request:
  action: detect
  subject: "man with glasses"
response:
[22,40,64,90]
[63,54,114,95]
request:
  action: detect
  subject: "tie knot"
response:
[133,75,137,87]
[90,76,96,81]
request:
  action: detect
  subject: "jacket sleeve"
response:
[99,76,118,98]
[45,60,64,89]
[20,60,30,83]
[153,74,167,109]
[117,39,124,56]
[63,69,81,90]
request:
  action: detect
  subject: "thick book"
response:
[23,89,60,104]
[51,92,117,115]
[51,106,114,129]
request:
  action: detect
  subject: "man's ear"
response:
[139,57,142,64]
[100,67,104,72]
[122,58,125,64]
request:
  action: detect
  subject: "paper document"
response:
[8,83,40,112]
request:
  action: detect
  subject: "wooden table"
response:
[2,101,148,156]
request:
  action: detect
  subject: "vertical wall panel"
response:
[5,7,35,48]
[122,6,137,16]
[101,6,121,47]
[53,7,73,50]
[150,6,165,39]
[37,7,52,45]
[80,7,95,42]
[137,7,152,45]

────

### What the task requires:
Copy out all the items above with "locate" substituted for every "detect". Leave everything else the same.

### Finished answer:
request:
  action: locate
  subject: "man with glasses"
response:
[22,40,64,90]
[63,54,114,95]
request:
  action: locate
  subject: "tie knot"
response:
[133,75,137,87]
[90,76,96,81]
request:
  action: locate
  subject: "jacket sleeve"
response:
[99,76,118,98]
[45,60,64,89]
[20,60,30,83]
[153,74,167,109]
[117,39,124,56]
[63,69,81,90]
request:
  action: locate
  subject: "thick book"
response:
[23,89,60,104]
[51,92,117,115]
[51,106,114,129]
request:
  action: locate
  subject: "man's ear"
response:
[139,57,142,64]
[100,67,104,72]
[122,58,125,64]
request:
  action: locate
  subject: "paper document"
response:
[8,83,40,112]
request:
  action: locate
  subject: "wooden table"
response:
[2,101,148,156]
request:
  action: locate
  subject: "vertical wall panel"
response:
[5,7,35,48]
[122,6,137,16]
[101,6,121,47]
[53,7,73,50]
[150,6,165,39]
[37,7,52,45]
[80,7,95,42]
[137,7,152,45]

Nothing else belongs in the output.